## GIVEN EXERCISE
Reproduce the material below word for word, starting at the line that contains "For the dataset, pick out the outdoor" and continuing through the end of the material.

## TASK MATERIAL
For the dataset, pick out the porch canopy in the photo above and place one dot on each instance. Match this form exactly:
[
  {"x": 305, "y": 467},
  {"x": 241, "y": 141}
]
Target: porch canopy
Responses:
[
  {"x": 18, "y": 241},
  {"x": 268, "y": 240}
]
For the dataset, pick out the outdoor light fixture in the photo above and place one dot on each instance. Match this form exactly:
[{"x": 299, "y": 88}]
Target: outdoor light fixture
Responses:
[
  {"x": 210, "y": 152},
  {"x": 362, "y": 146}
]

## CORRECT OUTPUT
For the dataset, pick out the outdoor light fixture in the photo above and place one dot on each instance. Match this form exactly:
[{"x": 299, "y": 88}]
Target: outdoor light fixture
Responses:
[
  {"x": 210, "y": 152},
  {"x": 362, "y": 146}
]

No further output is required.